> **GIVEN PROBLEM**: Pull out each line of the lines below that contains the word "flagpole", copying each one in full.

Pointing dataset excerpts
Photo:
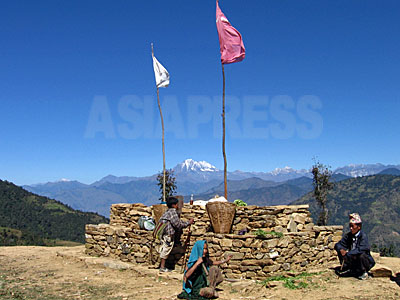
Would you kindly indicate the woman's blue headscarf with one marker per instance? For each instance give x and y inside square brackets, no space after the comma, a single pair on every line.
[197,251]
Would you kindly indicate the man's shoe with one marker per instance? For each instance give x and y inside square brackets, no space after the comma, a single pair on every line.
[164,270]
[363,276]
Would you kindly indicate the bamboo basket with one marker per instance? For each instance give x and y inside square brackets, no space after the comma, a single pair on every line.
[158,210]
[221,215]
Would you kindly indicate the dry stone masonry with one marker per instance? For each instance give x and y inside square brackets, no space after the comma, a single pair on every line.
[292,243]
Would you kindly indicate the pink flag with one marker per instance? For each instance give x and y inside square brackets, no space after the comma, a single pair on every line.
[230,40]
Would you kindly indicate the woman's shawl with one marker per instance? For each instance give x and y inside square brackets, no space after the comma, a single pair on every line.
[197,251]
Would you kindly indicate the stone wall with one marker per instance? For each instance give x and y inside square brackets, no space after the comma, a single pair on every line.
[301,244]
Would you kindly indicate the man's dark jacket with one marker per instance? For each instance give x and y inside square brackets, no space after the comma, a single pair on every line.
[362,245]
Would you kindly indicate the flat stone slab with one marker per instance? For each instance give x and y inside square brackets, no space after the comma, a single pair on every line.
[381,271]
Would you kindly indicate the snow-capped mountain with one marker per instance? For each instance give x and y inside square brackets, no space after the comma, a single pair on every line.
[358,170]
[190,165]
[288,170]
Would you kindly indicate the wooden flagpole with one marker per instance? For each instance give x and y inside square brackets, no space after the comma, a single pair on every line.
[223,132]
[162,126]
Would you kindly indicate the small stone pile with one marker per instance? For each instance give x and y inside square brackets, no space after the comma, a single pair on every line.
[291,243]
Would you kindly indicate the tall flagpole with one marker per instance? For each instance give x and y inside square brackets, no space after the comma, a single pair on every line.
[162,126]
[223,132]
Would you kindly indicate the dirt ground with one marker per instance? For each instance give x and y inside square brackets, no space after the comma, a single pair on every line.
[67,273]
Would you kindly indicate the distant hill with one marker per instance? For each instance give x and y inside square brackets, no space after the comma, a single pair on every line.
[390,171]
[376,198]
[29,219]
[255,191]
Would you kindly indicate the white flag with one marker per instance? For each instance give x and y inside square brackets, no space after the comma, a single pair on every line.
[161,74]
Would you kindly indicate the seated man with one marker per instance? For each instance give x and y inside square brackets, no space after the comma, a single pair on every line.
[354,252]
[172,231]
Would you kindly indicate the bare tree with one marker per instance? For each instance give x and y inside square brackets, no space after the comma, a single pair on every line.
[322,184]
[166,184]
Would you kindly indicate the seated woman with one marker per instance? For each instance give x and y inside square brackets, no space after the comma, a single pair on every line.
[201,275]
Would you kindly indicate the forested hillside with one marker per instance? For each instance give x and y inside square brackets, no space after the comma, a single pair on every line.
[28,219]
[376,198]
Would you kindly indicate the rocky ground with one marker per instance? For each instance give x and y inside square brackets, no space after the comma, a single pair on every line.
[67,273]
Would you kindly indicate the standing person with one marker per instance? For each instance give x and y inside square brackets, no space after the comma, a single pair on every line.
[172,230]
[201,275]
[354,251]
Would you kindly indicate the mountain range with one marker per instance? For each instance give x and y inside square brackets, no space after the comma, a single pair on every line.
[200,178]
[29,219]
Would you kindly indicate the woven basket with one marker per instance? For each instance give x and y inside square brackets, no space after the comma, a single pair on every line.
[221,215]
[158,210]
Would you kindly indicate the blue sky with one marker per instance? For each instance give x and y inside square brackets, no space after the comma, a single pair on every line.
[78,97]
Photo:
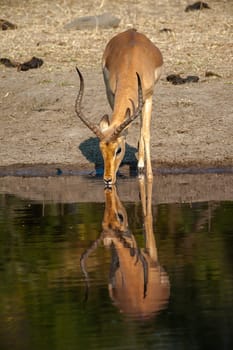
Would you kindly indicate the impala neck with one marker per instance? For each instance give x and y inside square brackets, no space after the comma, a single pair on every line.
[124,92]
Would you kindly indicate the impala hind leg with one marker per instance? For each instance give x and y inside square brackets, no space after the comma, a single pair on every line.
[144,141]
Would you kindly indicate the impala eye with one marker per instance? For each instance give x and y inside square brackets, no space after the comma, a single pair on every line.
[120,217]
[118,151]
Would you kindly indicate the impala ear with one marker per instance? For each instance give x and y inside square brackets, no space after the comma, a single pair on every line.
[104,123]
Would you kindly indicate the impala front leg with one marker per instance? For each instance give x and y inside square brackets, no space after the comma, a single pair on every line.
[144,142]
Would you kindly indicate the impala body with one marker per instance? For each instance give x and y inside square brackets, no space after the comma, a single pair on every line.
[131,66]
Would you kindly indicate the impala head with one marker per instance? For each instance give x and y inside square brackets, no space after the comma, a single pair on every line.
[112,138]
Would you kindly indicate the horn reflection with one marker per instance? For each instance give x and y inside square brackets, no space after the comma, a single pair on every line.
[138,285]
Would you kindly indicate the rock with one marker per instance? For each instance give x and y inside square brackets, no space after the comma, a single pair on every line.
[106,20]
[176,79]
[199,5]
[5,25]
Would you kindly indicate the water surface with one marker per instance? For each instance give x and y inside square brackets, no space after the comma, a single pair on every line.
[44,300]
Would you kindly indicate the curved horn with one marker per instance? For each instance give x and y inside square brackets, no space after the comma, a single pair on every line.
[78,102]
[136,112]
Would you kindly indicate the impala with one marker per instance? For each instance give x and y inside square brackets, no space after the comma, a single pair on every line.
[138,285]
[131,66]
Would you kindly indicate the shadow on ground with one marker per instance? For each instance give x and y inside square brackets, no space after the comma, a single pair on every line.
[90,150]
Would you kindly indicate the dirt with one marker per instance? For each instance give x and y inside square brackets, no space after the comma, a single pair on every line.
[192,123]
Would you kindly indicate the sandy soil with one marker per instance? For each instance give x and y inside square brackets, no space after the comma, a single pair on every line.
[192,123]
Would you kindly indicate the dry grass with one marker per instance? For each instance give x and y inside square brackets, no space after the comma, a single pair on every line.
[199,41]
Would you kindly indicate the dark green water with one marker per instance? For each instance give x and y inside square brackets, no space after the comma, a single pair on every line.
[42,287]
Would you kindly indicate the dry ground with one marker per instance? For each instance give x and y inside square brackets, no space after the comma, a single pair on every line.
[192,123]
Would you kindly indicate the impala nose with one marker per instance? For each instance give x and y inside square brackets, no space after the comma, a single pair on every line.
[108,181]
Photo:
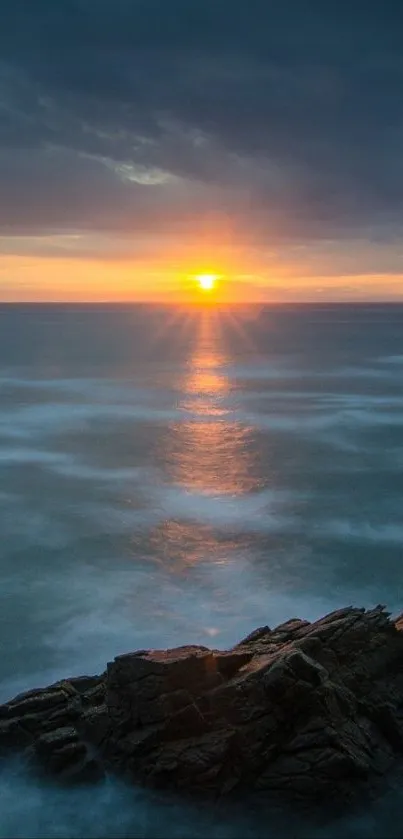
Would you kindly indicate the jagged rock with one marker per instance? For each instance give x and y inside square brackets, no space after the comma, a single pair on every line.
[309,710]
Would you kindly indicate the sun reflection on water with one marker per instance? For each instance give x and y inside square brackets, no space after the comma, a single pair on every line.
[209,456]
[209,450]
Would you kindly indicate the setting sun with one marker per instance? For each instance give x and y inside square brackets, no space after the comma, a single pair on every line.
[206,281]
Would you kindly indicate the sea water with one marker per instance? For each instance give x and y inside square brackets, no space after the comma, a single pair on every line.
[173,476]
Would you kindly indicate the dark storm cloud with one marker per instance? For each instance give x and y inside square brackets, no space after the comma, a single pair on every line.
[291,114]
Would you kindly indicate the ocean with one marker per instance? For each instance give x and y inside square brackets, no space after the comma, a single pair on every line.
[173,476]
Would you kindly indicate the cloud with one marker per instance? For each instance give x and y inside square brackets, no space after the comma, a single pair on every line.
[147,114]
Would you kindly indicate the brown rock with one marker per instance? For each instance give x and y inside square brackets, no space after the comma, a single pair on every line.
[309,710]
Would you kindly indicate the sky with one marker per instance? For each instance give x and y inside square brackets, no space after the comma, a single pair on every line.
[145,141]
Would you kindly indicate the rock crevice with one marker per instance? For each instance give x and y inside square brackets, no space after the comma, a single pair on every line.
[308,710]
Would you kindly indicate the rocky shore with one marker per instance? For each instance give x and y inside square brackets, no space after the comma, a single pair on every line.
[312,711]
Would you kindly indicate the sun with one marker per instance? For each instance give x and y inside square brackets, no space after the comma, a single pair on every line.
[207,281]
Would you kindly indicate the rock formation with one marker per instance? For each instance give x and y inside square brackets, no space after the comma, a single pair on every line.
[308,710]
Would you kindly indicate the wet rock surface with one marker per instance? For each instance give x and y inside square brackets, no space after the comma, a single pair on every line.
[312,711]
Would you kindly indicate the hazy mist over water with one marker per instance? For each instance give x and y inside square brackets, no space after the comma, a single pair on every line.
[171,476]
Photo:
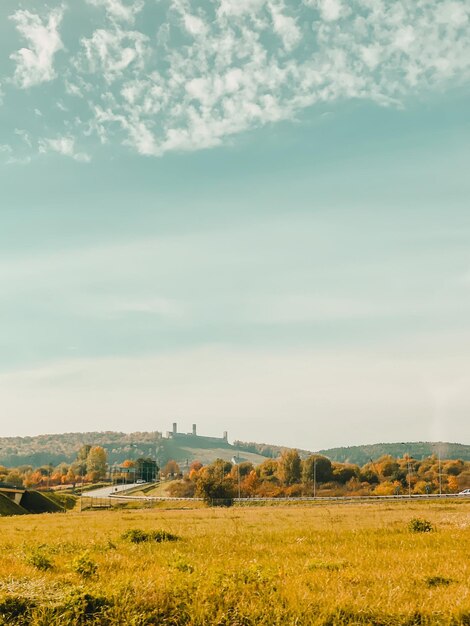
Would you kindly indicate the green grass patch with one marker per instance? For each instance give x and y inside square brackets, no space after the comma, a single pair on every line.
[9,507]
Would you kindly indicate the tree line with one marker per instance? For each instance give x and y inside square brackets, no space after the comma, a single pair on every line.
[291,476]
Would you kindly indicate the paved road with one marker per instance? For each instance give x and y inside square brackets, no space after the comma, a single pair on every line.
[105,492]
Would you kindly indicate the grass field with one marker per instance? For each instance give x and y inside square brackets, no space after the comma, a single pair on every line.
[279,565]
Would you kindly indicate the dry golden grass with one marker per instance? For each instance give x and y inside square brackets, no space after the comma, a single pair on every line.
[278,565]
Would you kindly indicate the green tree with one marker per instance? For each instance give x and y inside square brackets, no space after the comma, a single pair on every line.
[316,466]
[96,462]
[215,491]
[146,469]
[290,467]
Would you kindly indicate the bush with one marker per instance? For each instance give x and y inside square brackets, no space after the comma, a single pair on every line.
[419,525]
[40,560]
[15,610]
[135,535]
[436,581]
[84,566]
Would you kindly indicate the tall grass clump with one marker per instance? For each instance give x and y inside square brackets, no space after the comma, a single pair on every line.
[420,525]
[136,535]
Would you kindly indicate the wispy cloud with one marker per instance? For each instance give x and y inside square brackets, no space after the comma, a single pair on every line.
[219,69]
[119,10]
[35,64]
[64,146]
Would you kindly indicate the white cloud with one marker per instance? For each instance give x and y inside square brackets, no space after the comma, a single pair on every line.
[285,26]
[64,146]
[119,10]
[213,72]
[111,52]
[330,10]
[35,65]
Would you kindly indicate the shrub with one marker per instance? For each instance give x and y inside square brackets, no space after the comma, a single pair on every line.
[15,610]
[39,559]
[435,581]
[419,525]
[84,566]
[83,608]
[136,535]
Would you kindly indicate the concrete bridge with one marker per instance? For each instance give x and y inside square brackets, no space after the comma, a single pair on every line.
[13,494]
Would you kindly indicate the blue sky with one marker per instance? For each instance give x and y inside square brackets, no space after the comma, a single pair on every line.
[251,215]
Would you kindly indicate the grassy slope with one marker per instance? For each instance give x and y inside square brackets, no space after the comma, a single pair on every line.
[418,450]
[8,507]
[35,502]
[310,565]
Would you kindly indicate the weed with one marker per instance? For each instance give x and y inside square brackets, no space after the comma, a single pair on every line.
[135,535]
[331,566]
[84,566]
[420,525]
[39,559]
[437,581]
[15,610]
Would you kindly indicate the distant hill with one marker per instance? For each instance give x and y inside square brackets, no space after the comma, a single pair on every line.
[63,448]
[183,448]
[360,455]
[268,450]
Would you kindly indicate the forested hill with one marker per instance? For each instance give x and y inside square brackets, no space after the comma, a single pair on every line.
[55,449]
[360,455]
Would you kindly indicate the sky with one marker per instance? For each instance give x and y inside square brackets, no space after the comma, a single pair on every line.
[252,215]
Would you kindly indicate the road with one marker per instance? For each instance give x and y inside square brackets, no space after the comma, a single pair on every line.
[105,492]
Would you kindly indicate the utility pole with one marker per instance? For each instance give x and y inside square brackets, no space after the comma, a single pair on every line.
[440,472]
[238,473]
[315,477]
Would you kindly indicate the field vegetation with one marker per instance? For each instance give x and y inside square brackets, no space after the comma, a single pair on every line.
[394,563]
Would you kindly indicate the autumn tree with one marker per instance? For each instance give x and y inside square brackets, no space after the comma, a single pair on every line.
[289,467]
[96,463]
[317,468]
[146,469]
[215,490]
[171,469]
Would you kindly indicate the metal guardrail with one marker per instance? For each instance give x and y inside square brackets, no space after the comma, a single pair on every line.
[415,496]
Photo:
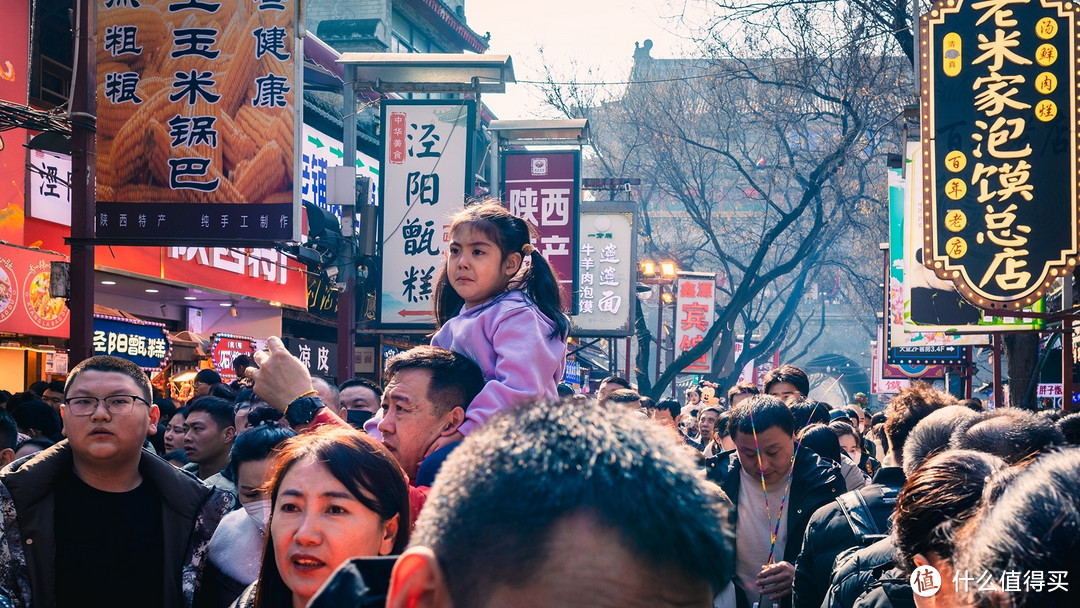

> **COMPLETE OUTPUT**:
Would you kindly indicate the wooden flagpole with one marker per instance? For each instance give x and y inside square brackets, no space after the comma, a single pair on every line.
Would you kindly indicate the tall flagpole with one marker per instance? For each instance give x and y inside square brackets, no space after the comma, a single pair on every line.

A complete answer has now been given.